(Saved entries)
····················
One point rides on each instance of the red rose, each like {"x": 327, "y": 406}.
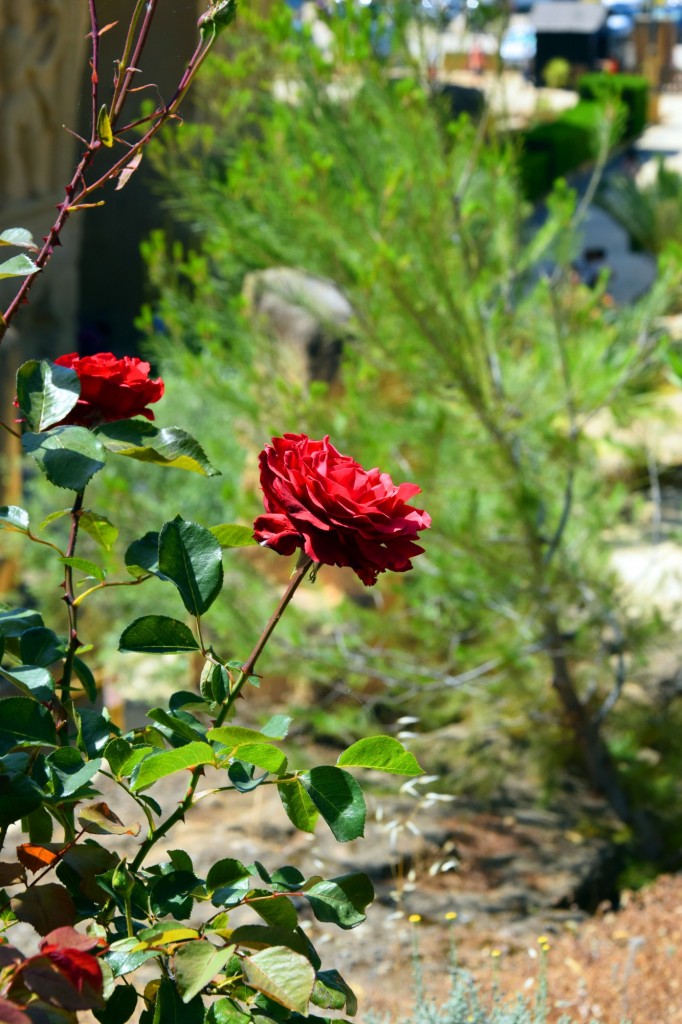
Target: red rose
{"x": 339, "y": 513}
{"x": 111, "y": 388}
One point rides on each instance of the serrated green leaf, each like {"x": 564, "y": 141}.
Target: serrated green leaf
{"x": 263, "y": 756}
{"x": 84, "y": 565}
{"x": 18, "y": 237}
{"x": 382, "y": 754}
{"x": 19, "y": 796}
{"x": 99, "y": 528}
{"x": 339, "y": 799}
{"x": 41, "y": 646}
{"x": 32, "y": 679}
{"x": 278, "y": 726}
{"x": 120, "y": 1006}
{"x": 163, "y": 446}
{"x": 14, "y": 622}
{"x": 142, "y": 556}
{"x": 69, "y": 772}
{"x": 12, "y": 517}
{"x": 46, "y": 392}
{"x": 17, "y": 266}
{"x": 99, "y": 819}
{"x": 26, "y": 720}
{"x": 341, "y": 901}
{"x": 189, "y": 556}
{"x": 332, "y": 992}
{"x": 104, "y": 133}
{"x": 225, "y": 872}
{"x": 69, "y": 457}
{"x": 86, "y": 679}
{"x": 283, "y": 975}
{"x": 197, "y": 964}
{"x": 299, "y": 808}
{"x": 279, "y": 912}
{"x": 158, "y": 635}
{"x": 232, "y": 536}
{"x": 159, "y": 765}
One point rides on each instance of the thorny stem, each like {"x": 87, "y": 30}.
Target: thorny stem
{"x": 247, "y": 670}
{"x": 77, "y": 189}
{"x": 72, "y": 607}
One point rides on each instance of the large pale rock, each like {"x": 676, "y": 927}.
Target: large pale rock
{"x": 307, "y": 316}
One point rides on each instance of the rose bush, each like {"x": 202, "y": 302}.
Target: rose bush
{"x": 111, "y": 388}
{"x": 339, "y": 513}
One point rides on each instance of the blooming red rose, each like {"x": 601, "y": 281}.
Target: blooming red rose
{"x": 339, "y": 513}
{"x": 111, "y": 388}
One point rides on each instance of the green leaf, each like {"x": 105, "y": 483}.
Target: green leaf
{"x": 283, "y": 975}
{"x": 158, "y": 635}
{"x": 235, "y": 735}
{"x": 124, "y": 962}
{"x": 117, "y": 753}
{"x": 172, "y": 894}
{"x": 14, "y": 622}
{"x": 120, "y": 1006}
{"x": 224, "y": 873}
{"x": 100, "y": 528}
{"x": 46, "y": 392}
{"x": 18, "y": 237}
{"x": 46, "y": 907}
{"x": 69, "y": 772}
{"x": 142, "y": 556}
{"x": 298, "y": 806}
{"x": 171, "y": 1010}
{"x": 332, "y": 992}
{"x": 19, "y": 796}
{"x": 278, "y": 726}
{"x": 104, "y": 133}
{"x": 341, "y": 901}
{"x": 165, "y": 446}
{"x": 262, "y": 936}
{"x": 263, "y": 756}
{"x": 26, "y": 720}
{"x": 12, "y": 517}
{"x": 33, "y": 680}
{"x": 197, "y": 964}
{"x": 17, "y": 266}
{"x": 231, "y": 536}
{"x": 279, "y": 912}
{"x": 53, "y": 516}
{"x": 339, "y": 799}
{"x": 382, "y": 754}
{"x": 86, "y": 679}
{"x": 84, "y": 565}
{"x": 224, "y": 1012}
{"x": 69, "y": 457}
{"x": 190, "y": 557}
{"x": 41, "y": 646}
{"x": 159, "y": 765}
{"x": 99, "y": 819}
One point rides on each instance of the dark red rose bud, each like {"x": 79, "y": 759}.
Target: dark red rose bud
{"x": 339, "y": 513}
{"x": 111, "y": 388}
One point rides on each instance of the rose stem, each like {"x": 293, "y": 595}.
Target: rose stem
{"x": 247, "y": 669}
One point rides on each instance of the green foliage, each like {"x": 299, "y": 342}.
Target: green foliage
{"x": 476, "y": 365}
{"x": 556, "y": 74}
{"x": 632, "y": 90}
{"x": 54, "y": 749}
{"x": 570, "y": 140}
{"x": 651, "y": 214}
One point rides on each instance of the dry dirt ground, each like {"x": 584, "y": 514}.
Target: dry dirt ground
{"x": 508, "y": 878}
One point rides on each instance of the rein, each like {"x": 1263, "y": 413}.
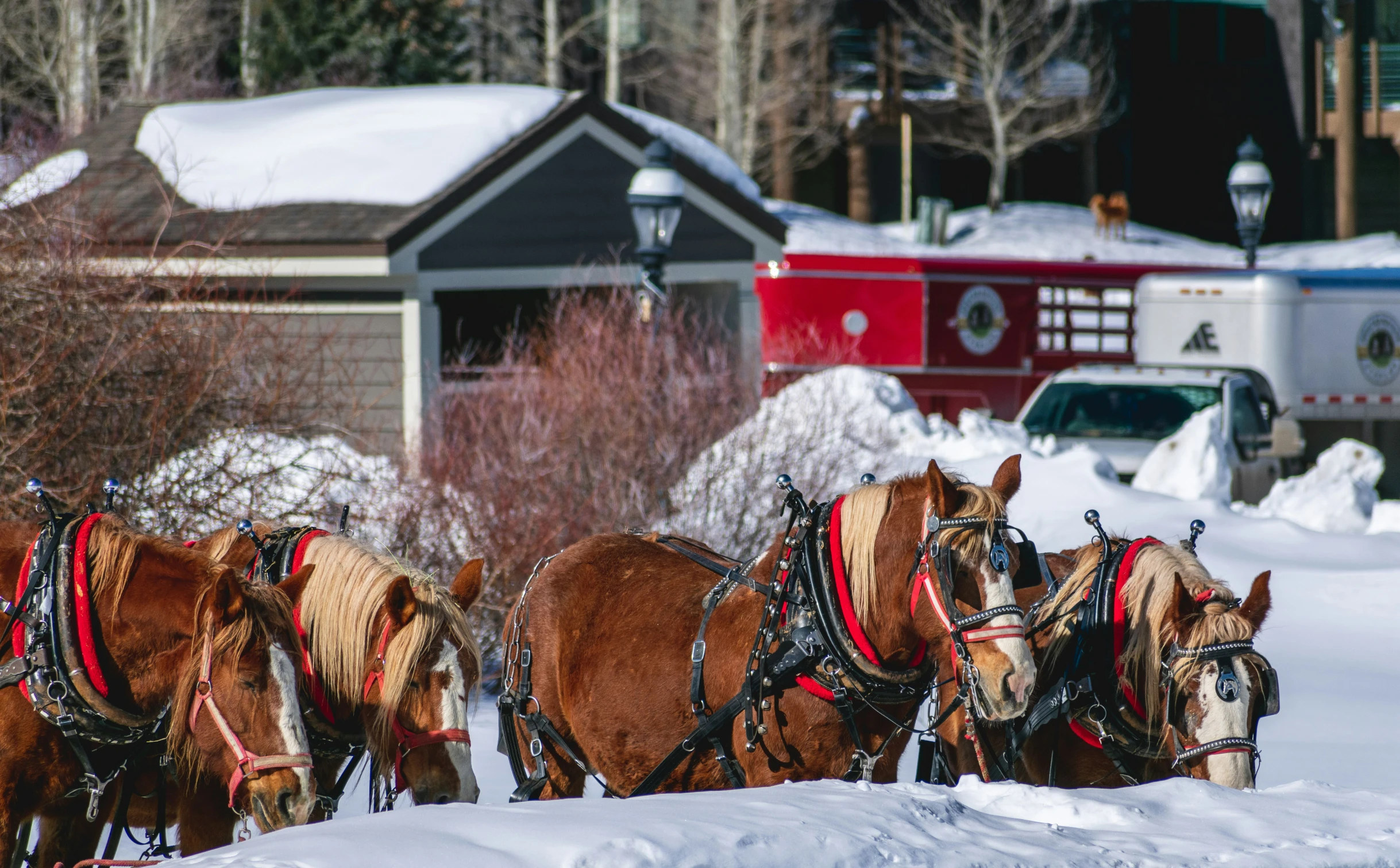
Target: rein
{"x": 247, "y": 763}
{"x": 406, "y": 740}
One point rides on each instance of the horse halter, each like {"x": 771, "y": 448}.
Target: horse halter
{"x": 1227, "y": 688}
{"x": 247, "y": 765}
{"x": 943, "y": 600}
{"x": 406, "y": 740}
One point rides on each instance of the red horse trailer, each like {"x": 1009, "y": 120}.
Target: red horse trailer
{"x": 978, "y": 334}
····················
_BRIEF_.
Set down every entry above exactly as written. Leave out all pictures.

_OUTPUT FOR THIS TASK_.
One point rides on each instance of the red rose, each like {"x": 327, "y": 406}.
Target: red rose
{"x": 339, "y": 513}
{"x": 111, "y": 388}
One point rides on each instance of the serrated green leaf, each like {"x": 564, "y": 141}.
Target: serrated green leaf
{"x": 263, "y": 756}
{"x": 84, "y": 565}
{"x": 18, "y": 237}
{"x": 382, "y": 754}
{"x": 19, "y": 796}
{"x": 99, "y": 528}
{"x": 339, "y": 799}
{"x": 41, "y": 646}
{"x": 32, "y": 679}
{"x": 278, "y": 726}
{"x": 120, "y": 1006}
{"x": 163, "y": 446}
{"x": 14, "y": 622}
{"x": 142, "y": 556}
{"x": 69, "y": 772}
{"x": 12, "y": 517}
{"x": 46, "y": 392}
{"x": 17, "y": 266}
{"x": 99, "y": 819}
{"x": 26, "y": 720}
{"x": 341, "y": 901}
{"x": 189, "y": 556}
{"x": 332, "y": 992}
{"x": 104, "y": 133}
{"x": 225, "y": 872}
{"x": 69, "y": 457}
{"x": 86, "y": 679}
{"x": 283, "y": 975}
{"x": 197, "y": 964}
{"x": 299, "y": 808}
{"x": 279, "y": 912}
{"x": 158, "y": 635}
{"x": 232, "y": 536}
{"x": 159, "y": 765}
One point rides on each instance of the thorny stem, each like {"x": 87, "y": 30}.
Target: thorny stem
{"x": 247, "y": 670}
{"x": 77, "y": 189}
{"x": 72, "y": 607}
One point rides on each instance of the large pale rock, each like {"x": 676, "y": 927}.
Target: large pale rock
{"x": 307, "y": 316}
One point rides on each instance of the rose bush, each like {"x": 202, "y": 302}.
Target: rose bush
{"x": 111, "y": 388}
{"x": 339, "y": 513}
One point rides on each instance of the blooming red rose, each like {"x": 601, "y": 281}.
Target: blooming red rose
{"x": 339, "y": 513}
{"x": 111, "y": 388}
One point rides on each instance of the green leaf, each like {"x": 105, "y": 483}.
Target: green leaf
{"x": 283, "y": 975}
{"x": 158, "y": 635}
{"x": 235, "y": 735}
{"x": 124, "y": 962}
{"x": 117, "y": 753}
{"x": 172, "y": 894}
{"x": 14, "y": 622}
{"x": 120, "y": 1006}
{"x": 224, "y": 873}
{"x": 100, "y": 528}
{"x": 46, "y": 392}
{"x": 18, "y": 237}
{"x": 46, "y": 907}
{"x": 69, "y": 772}
{"x": 142, "y": 556}
{"x": 298, "y": 806}
{"x": 171, "y": 1010}
{"x": 332, "y": 992}
{"x": 19, "y": 796}
{"x": 278, "y": 726}
{"x": 104, "y": 133}
{"x": 341, "y": 901}
{"x": 165, "y": 446}
{"x": 262, "y": 936}
{"x": 263, "y": 756}
{"x": 26, "y": 720}
{"x": 12, "y": 517}
{"x": 33, "y": 680}
{"x": 197, "y": 964}
{"x": 17, "y": 266}
{"x": 231, "y": 536}
{"x": 279, "y": 912}
{"x": 53, "y": 516}
{"x": 339, "y": 799}
{"x": 382, "y": 754}
{"x": 86, "y": 679}
{"x": 84, "y": 565}
{"x": 224, "y": 1012}
{"x": 69, "y": 457}
{"x": 190, "y": 557}
{"x": 41, "y": 646}
{"x": 159, "y": 765}
{"x": 99, "y": 819}
One point rides on each instance of the dark red rose bud, each like {"x": 79, "y": 759}.
Target: dark red rose bud
{"x": 339, "y": 513}
{"x": 111, "y": 388}
One point rides on each instance of the rose stem, each like {"x": 293, "y": 595}.
Target: rose stem
{"x": 247, "y": 669}
One point rides on each instance of the green foliage, each like {"x": 299, "y": 342}.
Target: green foliage
{"x": 476, "y": 365}
{"x": 556, "y": 74}
{"x": 632, "y": 90}
{"x": 54, "y": 749}
{"x": 570, "y": 140}
{"x": 651, "y": 214}
One point rides on each instance of the dry dirt ground, each like {"x": 584, "y": 514}.
Target: dry dirt ground
{"x": 508, "y": 878}
One point rides on each instance of the rein, each like {"x": 1263, "y": 413}.
Target: rein
{"x": 247, "y": 763}
{"x": 406, "y": 740}
One point rides on each instance of the horse halter, each like {"x": 771, "y": 448}.
Target: horse halter
{"x": 1227, "y": 688}
{"x": 247, "y": 765}
{"x": 943, "y": 600}
{"x": 406, "y": 740}
One point rides on each instance of the red horse trailer, each like {"x": 1009, "y": 120}.
Target: red horse trailer
{"x": 978, "y": 334}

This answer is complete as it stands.